### Angezeigter Text
= = = = =
SL-Bezirksgruppe erinnerte in Veitshöchheim zum „Tag des Selbstbestimmungsrechts“ an den 4. März 1919
Erinnerungsbild an die zentrale Gedenkfeier der SL-Bezirksgruppe zum "Tag des Selbstbestimmungsrechts" der Sudetendeutschen im Jahr 2017 in Veitshöchheim anlässlich der Totenehrung am Aufgang zum Ehrenmalplatz an der Vituskirche
Bei der 30 Mitglieder zählenden Ortsgruppe Veitshöchheim der Sudetendeutschen Landsmannschaft (SL) ging am Wochenende zum "Tag des Selbstbestimmungsrechts" die zentrale Gedenkfeier der SL-Bezirksgruppe Unterfranken über die Bühne.
Höhepunkt war nach einem Empfang im Rathaus, der Besichtigung der SL-Dauerausstellung im Rathaus und der Niederlegung einer Blumenschale am Ehrenmalplatz an der Vituskirche mit Totengedenken eine feierliche Veranstaltung in den Mainfrankensälen mit SL-Landesobmann Steffen Hörtler aus Bad Kissingen als Hauptredner.
Veitshöchheims Bürgermeister Jürgen Götz begrüßte eine Delegation der aus ganz Unterfranken angereisten SL-Gäste mit SL-Landesobmann Steffen Hörtler, SL-Bezirksobmann Alfred Kipplinger aus Sulzbach am Main und SL-Ortsobmann und SL-Ehrenbezirksobmann Karl Nausch an der Spitze im Sitzungsssaal des Rathauses.
v.l.n.r. beim Empfang im Rathaussaal Bürgermeister Jürgen Götz, SL-Bezirksobmann Alfred Kipplinger, SL-Landesobmann Steffen Hörtler und Altbürgermeister Rainer Kinzkofer
Sudetendeutsche in Veitshöchheim beheimatet
Der Bürgermeister führte dabei nach der Präsentation des Videos über Veitshöchheim und sein reichhaltiges kulturelles Leben den Gästen vor Augen, dass auch hier in der Perle am Main 1945 viele nach ihrer Vertreibung aus der böhmischen Heimat sesshaft wurden und bis heute eine starke Gemeinschaft bilden.
Zu verdanken sei dies in erster Linie dem 83jährigen Ortsobmann Karl Nausch, der seit der Gründung der Ortsgruppe 1962 im ehemaligen Gasthaus "Anker" (heute Hotel am Main) von echtem Pioniergeist getragen bis heute äußerst zeitaufwendig und aktiv in der SL in verschiedenen hervorgehobenen Positionen auf Orts-, Kreis-, Landes- und Bundesebene mitwirkte. Der Bundesverdienstkreuzträger war sogar vier Jahre lang bis 2008 Vizepräsident der 220.000 Mitglieder vertretenden Bundesversammlung.
= = = = =
### Bereitgestellte Datensätze
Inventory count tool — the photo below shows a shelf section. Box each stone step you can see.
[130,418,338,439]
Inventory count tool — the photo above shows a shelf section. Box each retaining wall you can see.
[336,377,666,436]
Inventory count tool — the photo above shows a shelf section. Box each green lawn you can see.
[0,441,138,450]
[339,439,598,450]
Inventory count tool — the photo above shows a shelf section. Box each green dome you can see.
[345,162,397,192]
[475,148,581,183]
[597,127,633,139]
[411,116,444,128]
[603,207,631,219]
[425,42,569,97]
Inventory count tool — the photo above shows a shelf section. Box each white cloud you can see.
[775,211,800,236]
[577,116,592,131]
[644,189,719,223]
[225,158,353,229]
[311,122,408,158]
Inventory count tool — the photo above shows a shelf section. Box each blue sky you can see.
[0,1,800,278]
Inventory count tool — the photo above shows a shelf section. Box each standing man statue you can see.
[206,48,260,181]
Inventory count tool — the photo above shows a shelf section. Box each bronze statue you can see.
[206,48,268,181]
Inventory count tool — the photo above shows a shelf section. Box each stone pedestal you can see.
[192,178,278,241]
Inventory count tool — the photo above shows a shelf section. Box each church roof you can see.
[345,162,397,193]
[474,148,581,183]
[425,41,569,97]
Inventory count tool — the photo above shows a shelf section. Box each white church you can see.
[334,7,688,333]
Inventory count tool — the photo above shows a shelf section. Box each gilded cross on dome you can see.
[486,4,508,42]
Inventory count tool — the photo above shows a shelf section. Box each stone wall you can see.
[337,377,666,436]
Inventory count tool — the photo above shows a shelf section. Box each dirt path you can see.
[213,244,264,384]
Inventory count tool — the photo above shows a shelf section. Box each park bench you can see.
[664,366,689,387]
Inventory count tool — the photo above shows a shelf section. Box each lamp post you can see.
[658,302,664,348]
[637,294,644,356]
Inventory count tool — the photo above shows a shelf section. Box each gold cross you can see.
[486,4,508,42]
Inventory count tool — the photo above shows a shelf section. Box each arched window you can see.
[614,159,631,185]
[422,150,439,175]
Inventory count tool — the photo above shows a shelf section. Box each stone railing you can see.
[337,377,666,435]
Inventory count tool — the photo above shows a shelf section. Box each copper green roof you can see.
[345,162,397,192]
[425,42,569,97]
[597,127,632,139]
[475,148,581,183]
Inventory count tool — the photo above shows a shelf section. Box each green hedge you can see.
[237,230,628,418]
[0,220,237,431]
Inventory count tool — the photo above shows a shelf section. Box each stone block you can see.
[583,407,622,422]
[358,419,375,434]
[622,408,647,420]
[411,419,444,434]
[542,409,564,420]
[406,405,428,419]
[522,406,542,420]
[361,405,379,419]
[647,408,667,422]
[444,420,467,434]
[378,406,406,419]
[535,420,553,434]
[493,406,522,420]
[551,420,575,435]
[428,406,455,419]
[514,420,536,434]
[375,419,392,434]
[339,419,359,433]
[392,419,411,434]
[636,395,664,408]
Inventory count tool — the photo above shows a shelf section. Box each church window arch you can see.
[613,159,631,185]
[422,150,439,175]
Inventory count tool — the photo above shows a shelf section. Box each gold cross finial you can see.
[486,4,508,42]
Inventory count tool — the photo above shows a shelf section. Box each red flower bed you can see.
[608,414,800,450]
= = = = =
### Zu erledigende Aufgaben
A – Zitieren Sie aus dem Artikel über die Gedenkfeier in Veitshöchheim den Abschnitt von „Veitshöchheims Bürgermeister Jürgen“ bis einschließlich „starke Gemeinschaft bilden.“.
B – Nennen Sie alle Personen, die im Artikel über die Gedenkfeier in Veitshöchheim mit Vor- und Nachnamen genannt werden.
C – Schreiben Sie den Artikel über die Gedenkfeier in Veitshöchheim im Anschluss an seinen letzten Satz weiter.

### Antworten je Aufgabe
A –
Veitshöchheims Bürgermeister Jürgen Götz begrüßte eine Delegation der aus ganz Unterfranken angereisten SL-Gäste mit SL-Landesobmann Steffen Hörtler, SL-Bezirksobmann Alfred Kipplinger aus Sulzbach am Main und SL-Ortsobmann und SL-Ehrenbezirksobmann Karl Nausch an der Spitze im Sitzungsssaal des Rathauses.
v.l.n.r. beim Empfang im Rathaussaal Bürgermeister Jürgen Götz, SL-Bezirksobmann Alfred Kipplinger, SL-Landesobmann Steffen Hörtler und Altbürgermeister Rainer Kinzkofer
Sudetendeutsche in Veitshöchheim beheimatet
Der Bürgermeister führte dabei nach der Präsentation des Videos über Veitshöchheim und sein reichhaltiges kulturelles Leben den Gästen vor Augen, dass auch hier in der Perle am Main 1945 viele nach ihrer Vertreibung aus der böhmischen Heimat sesshaft wurden und bis heute eine starke Gemeinschaft bilden.

B – Steffen Hörtler, Jürgen Götz, Alfred Kipplinger, Karl Nausch, Rainer Kinzkofer

C –
So konnte im Oktober 2012 die SL-Ortsgruppe Veitshöchheim in den Mainfrankensälen groß ihr 50jähriges Bestehen nach dem Motto "Wir suchen Verständigung ohne das Unrecht zu vergessen" feiern.
Als Mann des Ausgleichs war es für ihn auch keine Frage, für die von der Gemeinde angestrebte Partnerstadt mit einer osteuropäischen Stadt, seinen Geburtsort Rothau (Rotava) im Egerland vorzuschlagen und 2006 die Vertragsunterzeichnung mit zu organisieren. Dies obwohl er dort nach dem Krieg als Elfjähriger von den Tschechen vertrieben wurde und sein Vater, der eine eigene Tischlerei besaß, alles verlor.
Im September 2015 erhielten Karl Nausch und Altbürgermeister Rainer Kinzkofer, der Nausch von Anfang an bei seinen Bemühungen um das Zustandekommen der Partnerschaft unterstützte, anlässlich der 50-Jahrfeier zur Stadterhebung von Rotava in der tschechischen Partnerstadt den Orden "Herz für Rotava" und eine Urkunde überreicht.
Nausch initiierte erfolgreich auch die Gründung von Gliederungen in Sachsen, wie beispielsweise in Klingenthal, für die die Veitshöchheimer SL die Patenschaft übernahm.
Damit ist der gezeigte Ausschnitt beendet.